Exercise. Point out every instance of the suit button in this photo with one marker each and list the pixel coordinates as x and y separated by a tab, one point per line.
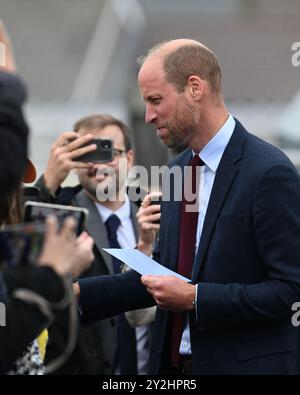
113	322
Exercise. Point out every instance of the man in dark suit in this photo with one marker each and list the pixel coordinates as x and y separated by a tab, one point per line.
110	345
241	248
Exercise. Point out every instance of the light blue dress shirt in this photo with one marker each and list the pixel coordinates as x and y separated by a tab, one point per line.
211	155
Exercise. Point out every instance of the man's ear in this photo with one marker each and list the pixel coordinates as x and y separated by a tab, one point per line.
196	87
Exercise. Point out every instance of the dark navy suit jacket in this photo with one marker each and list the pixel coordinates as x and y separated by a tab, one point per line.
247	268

+===+

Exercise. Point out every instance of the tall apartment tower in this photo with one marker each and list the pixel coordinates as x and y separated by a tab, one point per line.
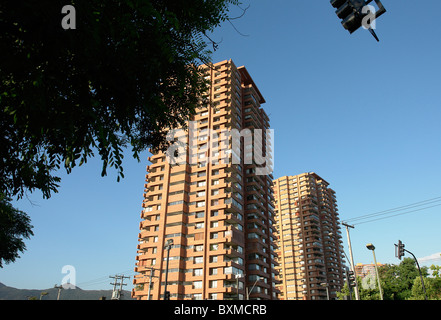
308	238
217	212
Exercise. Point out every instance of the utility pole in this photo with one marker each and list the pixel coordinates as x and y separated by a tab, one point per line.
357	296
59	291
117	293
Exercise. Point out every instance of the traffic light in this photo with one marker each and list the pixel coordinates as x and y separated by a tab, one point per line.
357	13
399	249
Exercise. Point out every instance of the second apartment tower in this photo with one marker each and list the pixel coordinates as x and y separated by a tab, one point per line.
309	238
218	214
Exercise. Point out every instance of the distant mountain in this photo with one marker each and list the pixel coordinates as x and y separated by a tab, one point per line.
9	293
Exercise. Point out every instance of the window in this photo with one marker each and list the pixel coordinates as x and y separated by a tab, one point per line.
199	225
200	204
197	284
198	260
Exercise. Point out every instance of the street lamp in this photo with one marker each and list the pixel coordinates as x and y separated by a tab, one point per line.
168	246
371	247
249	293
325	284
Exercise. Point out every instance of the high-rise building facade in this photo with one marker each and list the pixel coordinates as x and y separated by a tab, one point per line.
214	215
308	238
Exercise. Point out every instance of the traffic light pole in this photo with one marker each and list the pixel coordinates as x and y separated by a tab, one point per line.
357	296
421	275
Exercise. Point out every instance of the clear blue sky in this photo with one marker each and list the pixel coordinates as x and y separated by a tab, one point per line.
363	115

+===+

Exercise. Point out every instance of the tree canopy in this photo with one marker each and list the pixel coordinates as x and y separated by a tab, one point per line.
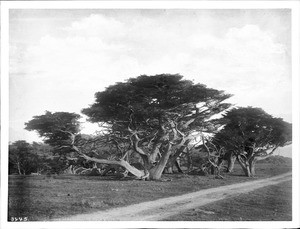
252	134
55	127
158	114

+===+

* The task
Find each line above that contains the word "blue", and copy every such line in full.

* Result of the task
Exercise. Point out every instance of the light blue dress shirt in this photo with one marker each and list the pixel coordinates as x and y separated by a tab, one point per line.
Exercise. Point out every instance of the clear blue sky in this photo with one marker each and list the pixel coordinates as x and y separated by a tab, one point per line.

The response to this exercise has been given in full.